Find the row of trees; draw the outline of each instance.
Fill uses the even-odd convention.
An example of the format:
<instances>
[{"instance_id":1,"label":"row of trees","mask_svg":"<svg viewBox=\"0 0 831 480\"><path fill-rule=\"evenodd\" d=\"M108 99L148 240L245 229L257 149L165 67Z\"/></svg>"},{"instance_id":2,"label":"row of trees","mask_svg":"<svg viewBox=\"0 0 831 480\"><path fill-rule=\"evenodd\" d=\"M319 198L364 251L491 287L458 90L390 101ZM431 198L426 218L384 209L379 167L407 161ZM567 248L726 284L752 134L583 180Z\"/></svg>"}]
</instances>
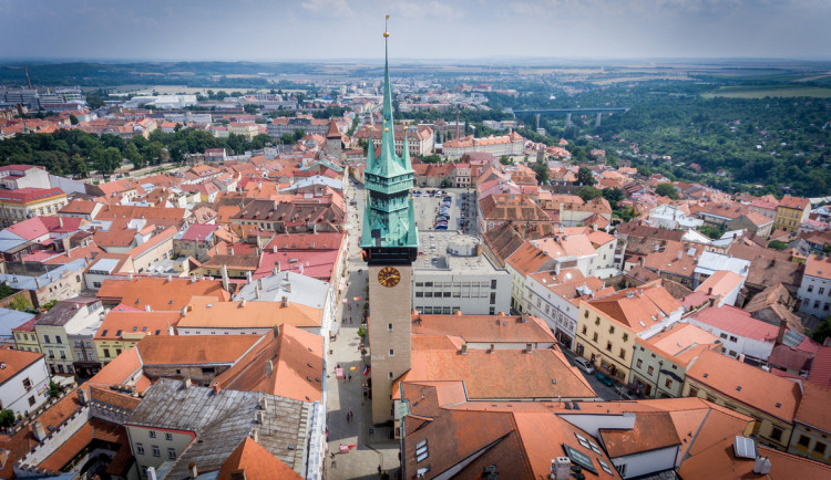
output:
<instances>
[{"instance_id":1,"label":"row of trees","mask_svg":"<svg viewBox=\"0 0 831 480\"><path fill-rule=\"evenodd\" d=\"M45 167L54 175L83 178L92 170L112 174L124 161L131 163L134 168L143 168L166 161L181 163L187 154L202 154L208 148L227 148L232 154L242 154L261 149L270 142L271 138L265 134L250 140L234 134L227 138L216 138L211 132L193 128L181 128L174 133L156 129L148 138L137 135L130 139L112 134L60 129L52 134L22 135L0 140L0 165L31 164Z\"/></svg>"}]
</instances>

================================

**À FAIRE:** Mettez toutes les entrées ci-dessus dans un CSV à deux colonnes, « texte » et « réponse », avec une ligne par entrée et chaque champ entre guillemets, les sauts de ligne remplacés par des espaces. Laissez les images hors de la réponse.

**SOLUTION PROPOSÉE:**
texte,réponse
"Find the row of trees; draw the outline of each instance. Fill uses the even-odd convention. An example of the format: <instances> [{""instance_id"":1,""label"":""row of trees"",""mask_svg"":""<svg viewBox=\""0 0 831 480\""><path fill-rule=\""evenodd\"" d=\""M108 99L148 240L245 229L257 149L165 67Z\""/></svg>""},{""instance_id"":2,""label"":""row of trees"",""mask_svg"":""<svg viewBox=\""0 0 831 480\""><path fill-rule=\""evenodd\"" d=\""M319 198L364 251L491 287L458 90L390 101ZM431 198L426 218L384 209L379 167L407 161ZM567 248L726 284L752 134L583 180Z\""/></svg>""}] </instances> output:","<instances> [{""instance_id"":1,""label"":""row of trees"",""mask_svg"":""<svg viewBox=\""0 0 831 480\""><path fill-rule=\""evenodd\"" d=\""M45 167L54 175L83 178L92 170L112 174L124 161L131 163L134 168L143 168L166 161L181 163L187 154L202 154L208 148L227 148L232 154L242 154L261 149L270 142L271 138L265 134L250 140L234 134L227 138L216 138L211 132L193 128L181 128L174 133L156 129L148 138L137 135L130 139L112 134L60 129L52 134L22 135L0 140L0 165L31 164Z\""/></svg>""}] </instances>"